→ **TO BE DONE**
Reproduce the listing below word for word, omitting the pictures.

■ ■ ■ ■ ■

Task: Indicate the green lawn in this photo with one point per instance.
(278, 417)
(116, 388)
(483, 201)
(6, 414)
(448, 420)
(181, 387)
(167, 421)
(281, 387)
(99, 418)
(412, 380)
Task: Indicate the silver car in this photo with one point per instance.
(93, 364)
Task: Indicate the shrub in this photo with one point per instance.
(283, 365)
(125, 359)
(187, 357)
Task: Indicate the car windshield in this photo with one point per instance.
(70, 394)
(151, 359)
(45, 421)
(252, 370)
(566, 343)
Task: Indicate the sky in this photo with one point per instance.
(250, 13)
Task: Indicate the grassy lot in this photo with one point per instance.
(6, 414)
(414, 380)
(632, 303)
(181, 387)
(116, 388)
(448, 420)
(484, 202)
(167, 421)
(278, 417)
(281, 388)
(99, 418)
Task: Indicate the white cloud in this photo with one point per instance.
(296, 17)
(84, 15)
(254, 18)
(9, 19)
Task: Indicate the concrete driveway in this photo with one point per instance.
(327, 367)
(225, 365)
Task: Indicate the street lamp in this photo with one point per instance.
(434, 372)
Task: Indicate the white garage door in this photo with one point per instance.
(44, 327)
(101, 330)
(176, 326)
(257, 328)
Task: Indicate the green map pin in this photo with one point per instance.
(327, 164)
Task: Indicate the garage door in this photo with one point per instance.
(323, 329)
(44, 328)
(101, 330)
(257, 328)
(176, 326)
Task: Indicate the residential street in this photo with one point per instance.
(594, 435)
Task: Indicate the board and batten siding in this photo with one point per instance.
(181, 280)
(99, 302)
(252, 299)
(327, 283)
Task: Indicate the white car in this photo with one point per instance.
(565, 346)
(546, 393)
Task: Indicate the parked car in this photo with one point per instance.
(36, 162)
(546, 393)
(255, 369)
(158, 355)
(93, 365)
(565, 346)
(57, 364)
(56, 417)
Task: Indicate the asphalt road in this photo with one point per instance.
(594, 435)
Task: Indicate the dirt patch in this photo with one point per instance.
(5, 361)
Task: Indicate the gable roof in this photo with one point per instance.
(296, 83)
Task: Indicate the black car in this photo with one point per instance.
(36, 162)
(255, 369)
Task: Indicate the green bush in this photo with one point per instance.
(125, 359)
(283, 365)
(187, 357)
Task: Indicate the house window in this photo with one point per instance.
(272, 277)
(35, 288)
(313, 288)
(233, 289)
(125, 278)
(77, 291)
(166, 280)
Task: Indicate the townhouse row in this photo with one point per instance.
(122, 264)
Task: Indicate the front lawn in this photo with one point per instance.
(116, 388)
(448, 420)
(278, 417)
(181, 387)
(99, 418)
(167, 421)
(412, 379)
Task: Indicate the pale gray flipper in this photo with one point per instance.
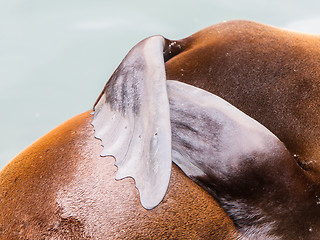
(211, 137)
(132, 120)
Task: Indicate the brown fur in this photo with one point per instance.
(272, 75)
(32, 185)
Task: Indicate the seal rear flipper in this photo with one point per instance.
(209, 135)
(132, 120)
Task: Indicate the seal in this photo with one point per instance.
(61, 188)
(237, 102)
(273, 76)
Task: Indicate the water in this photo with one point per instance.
(55, 56)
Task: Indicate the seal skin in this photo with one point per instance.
(61, 188)
(273, 76)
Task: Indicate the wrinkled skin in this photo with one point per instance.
(60, 187)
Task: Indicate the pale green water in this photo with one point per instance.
(56, 56)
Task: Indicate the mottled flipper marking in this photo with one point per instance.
(132, 120)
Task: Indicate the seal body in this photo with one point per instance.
(60, 186)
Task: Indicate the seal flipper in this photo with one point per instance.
(132, 120)
(208, 132)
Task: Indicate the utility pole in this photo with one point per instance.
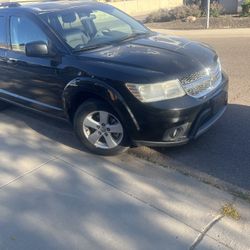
(208, 13)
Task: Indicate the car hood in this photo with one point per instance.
(149, 58)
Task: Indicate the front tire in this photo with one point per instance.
(99, 128)
(3, 105)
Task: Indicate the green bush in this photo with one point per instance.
(216, 9)
(166, 15)
(245, 8)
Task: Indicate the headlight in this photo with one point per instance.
(156, 91)
(219, 64)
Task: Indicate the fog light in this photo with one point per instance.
(176, 133)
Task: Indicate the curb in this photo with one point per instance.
(157, 158)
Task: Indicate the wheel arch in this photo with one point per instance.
(82, 89)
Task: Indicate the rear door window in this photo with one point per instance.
(3, 43)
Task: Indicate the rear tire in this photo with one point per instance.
(99, 128)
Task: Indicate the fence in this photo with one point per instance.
(140, 7)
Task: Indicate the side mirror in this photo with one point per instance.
(37, 49)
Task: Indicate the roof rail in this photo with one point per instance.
(9, 4)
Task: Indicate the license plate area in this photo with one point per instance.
(219, 102)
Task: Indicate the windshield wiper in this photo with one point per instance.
(133, 35)
(96, 46)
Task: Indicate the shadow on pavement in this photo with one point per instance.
(223, 152)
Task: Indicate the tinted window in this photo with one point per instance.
(2, 33)
(86, 27)
(23, 31)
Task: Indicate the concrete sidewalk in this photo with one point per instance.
(54, 196)
(213, 33)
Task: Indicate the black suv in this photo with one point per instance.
(116, 81)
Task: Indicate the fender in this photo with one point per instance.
(91, 87)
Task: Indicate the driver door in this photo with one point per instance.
(32, 81)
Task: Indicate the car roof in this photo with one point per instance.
(43, 7)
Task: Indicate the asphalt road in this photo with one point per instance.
(224, 151)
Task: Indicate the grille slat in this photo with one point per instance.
(203, 82)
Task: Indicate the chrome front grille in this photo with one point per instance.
(201, 83)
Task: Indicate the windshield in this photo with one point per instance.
(89, 27)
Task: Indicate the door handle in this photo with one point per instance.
(12, 60)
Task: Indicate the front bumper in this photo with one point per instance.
(191, 117)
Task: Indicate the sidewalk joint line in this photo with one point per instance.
(205, 230)
(26, 173)
(127, 193)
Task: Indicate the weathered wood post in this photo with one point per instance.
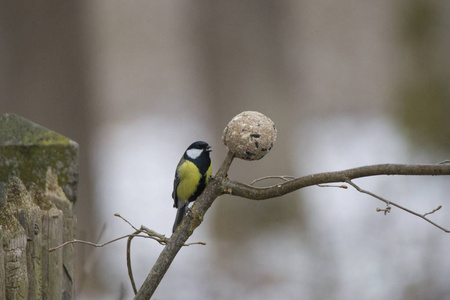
(38, 185)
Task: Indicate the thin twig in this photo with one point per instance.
(119, 216)
(341, 186)
(282, 177)
(433, 211)
(93, 244)
(398, 206)
(130, 271)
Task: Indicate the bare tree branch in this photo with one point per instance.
(220, 184)
(388, 203)
(263, 193)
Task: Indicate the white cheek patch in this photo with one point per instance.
(194, 153)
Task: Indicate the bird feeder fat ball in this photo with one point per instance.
(250, 135)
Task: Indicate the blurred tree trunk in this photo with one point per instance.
(245, 69)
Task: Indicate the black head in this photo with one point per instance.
(197, 150)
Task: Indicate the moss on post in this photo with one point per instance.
(38, 181)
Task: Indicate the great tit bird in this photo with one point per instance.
(191, 177)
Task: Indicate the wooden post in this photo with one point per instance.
(38, 181)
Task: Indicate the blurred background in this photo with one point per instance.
(348, 83)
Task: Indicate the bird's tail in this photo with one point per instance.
(181, 212)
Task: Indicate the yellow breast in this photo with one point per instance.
(189, 179)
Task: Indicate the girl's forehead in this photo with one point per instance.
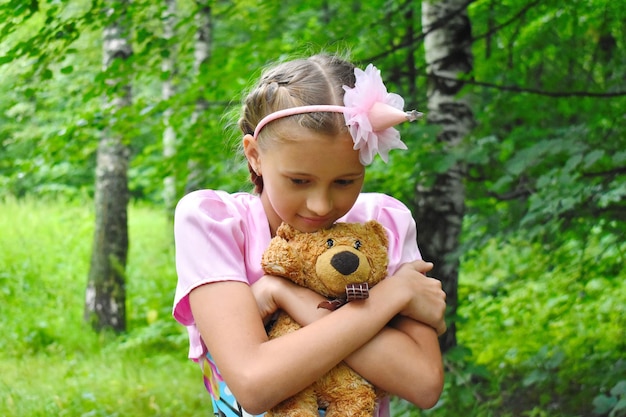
(313, 153)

■ ■ ■ ■ ■

→ **THE COMPLETED TASK**
Task: Indicate the green lawn in this photo with one point per instance.
(278, 417)
(116, 388)
(483, 201)
(6, 414)
(448, 420)
(181, 387)
(167, 421)
(281, 387)
(99, 418)
(412, 380)
Task: Indicate the silver car in this photo with one point per instance.
(93, 364)
Task: Indicate the shrub in this photo with one point per instance.
(283, 365)
(125, 359)
(187, 357)
Task: Indicate the car windshield in this photo with one point per instance.
(70, 394)
(151, 359)
(45, 421)
(252, 370)
(566, 343)
Task: Indicate the sky in this photo with one point per instance.
(250, 13)
Task: Indicate the grassy lot in this photo with one point per instance.
(6, 414)
(414, 380)
(632, 303)
(181, 387)
(116, 388)
(448, 420)
(484, 202)
(167, 421)
(278, 417)
(281, 388)
(99, 418)
Task: Indicate the white cloud in this photo with one point per instance.
(296, 17)
(84, 15)
(254, 18)
(9, 19)
Task: Indicate the concrete driveway in this photo with one point per instance.
(327, 367)
(225, 365)
Task: Indicate the street lamp in this photo with one point per instance.
(434, 372)
Task: Indicate the white garage door in this photo with one point per instance.
(44, 327)
(101, 330)
(176, 326)
(257, 328)
Task: Indicate the green map pin in this photo with one point per instance.
(327, 164)
Task: Indicate the garage door in this photo with one point per instance.
(323, 329)
(44, 328)
(101, 330)
(257, 328)
(176, 326)
Task: Indicate the residential street in this photo with one point per instance.
(594, 435)
Task: Indicate the board and batten siding in this photo with one point per instance.
(181, 280)
(99, 302)
(252, 299)
(327, 283)
Task: Indicate the white car in this photo with one point per instance.
(565, 346)
(546, 393)
Task: Indicate the parked car in this photo with one point per instance.
(36, 162)
(546, 393)
(255, 369)
(158, 355)
(93, 365)
(565, 346)
(57, 364)
(56, 417)
Task: Indicate the asphalt road in this photo with one point per instance.
(594, 435)
Task: Indicate the dirt patch in this photo with one point per instance.
(5, 361)
Task: Indicate the gable roof in this photo with one point per instance.
(296, 83)
Task: Indicate the black car in this photo with one point per instance.
(36, 162)
(255, 369)
Task: Indicate the green bush in this photo with one point per instance.
(125, 359)
(283, 365)
(187, 357)
Task: Indicate the house window in this photo with one point per instance.
(272, 277)
(35, 288)
(313, 288)
(233, 289)
(125, 278)
(77, 291)
(166, 280)
Task: Indicate the townhouse row in this photo with one point per instance.
(122, 264)
Task: Indicate the front lawn in this photo with one point per instance.
(116, 388)
(448, 420)
(278, 417)
(181, 387)
(99, 418)
(167, 421)
(412, 379)
Task: Indicate the pale gray flipper in this photo with one point per instance.
(211, 137)
(132, 120)
Task: Indicate the brown fur in this photo with one point per instance.
(272, 75)
(32, 185)
Task: Indicate the seal rear flipper in this photo with one point per instance.
(209, 135)
(132, 120)
Task: Indicate the seal in this photo with one point per instance.
(61, 188)
(237, 102)
(273, 76)
Task: Indicate the water in this photo with one point per instance.
(55, 56)
Task: Indicate the seal skin in this photo with one point per instance.
(61, 188)
(273, 76)
Task: Indicate the wrinkled skin in this photo with one point per instance.
(60, 187)
Task: Indicate the pale green water in this photo with one point per instance.
(56, 56)
Task: Indicate the mottled flipper marking in this photo with one point per instance.
(132, 120)
Task: Indicate the seal body in this photo with one point per instance.
(60, 186)
Task: Indicate the seal flipper in this photo with one point per instance.
(132, 120)
(208, 132)
Task: Indicate the utility pole in this photo with one point per instance.
(208, 13)
Task: Indicate the car hood in this photo with one point per instance.
(149, 58)
Task: Indicate the front tire in this photo with one point per instance.
(99, 128)
(3, 105)
Task: Indicate the green bush in this photo with one point per instance.
(216, 9)
(166, 15)
(245, 8)
Task: Indicate the headlight in this photo with one point per instance.
(156, 91)
(219, 64)
Task: Indicate the fog light in this photo with one point per instance.
(176, 133)
Task: Indicate the curb in this photo with one point per instance.
(157, 158)
Task: Indicate the wheel arch in this photo with one point per instance.
(82, 89)
Task: Indicate the rear door window in this photo with one point per instance.
(3, 43)
Task: Indicate the rear tire in this photo with one point per instance.
(99, 128)
Task: Indicate the fence in this photo with one point per instance.
(140, 7)
Task: Indicate the side mirror in this photo with one point per instance.
(37, 49)
Task: Indicate the roof rail in this photo with one point per instance.
(9, 4)
Task: Indicate the license plate area in this photo with one point per instance.
(219, 102)
Task: Indicate the windshield wiper in this photo with one point per instance.
(133, 35)
(96, 46)
Task: Indicate the shadow on pavement in this photo with one point per instance.
(223, 152)
Task: Indicate the tinted window in this photo with one point per instance.
(2, 33)
(86, 27)
(23, 31)
Task: Indicate the concrete sidewalk in this photo with one point per instance.
(54, 196)
(213, 33)
Task: Indicate the black suv in this photo with one point per instance.
(116, 81)
Task: Indicate the fender in this photo with one point per instance.
(91, 87)
Task: Indicate the driver door in this photo with one point per instance.
(32, 81)
Task: Indicate the car roof in this photo with one point per instance.
(43, 7)
Task: Indicate the asphalt road in this photo with one point per instance.
(224, 151)
Task: Indicate the grille slat in this photo with one point per instance.
(203, 82)
Task: Indicate the chrome front grille in this photo with one point per instance.
(201, 83)
Task: Indicate the windshield in this photo with one point per instance.
(89, 27)
Task: Indicate the door handle in this photo with one point per instance.
(12, 60)
Task: Indicate the front bumper in this photo with one point per instance.
(191, 117)
Task: Indicate the sidewalk joint line in this photo with one point per instance.
(205, 230)
(26, 173)
(127, 193)
Task: Indicate the weathered wood post in this photo with one point per instance.
(38, 185)
Task: Indicate the thin twig in this photo with one point per instance.
(119, 216)
(341, 186)
(282, 177)
(433, 211)
(93, 244)
(398, 206)
(130, 271)
Task: Indicate the bare tree branch in this photo with one point per instance.
(220, 184)
(388, 203)
(263, 193)
Task: Indicate the white cheek patch in this photo with one point per instance.
(194, 153)
Task: Indicate the bird feeder fat ball in this photo with one point per instance.
(250, 135)
Task: Indicate the blurred tree trunk in this photo with one point per instance.
(245, 69)
Task: Indicate the black head in this photo with one point per instance.
(197, 150)
Task: Indicate the moss on post in this photo with one point per instance.
(38, 181)
Task: Indicate the great tit bird in this photo with one point per instance.
(191, 177)
Task: Indicate the wooden post in this photo with one point per instance.
(38, 181)
Task: Indicate the blurred background in this photo with one point per instance.
(348, 83)
Task: Indicate the bird's tail in this photo with one point per instance.
(181, 212)
Task: Indicate the yellow breast in this photo with one point per instance.
(189, 179)
Task: Indicate the girl's forehead in this photo with one point per instance.
(313, 153)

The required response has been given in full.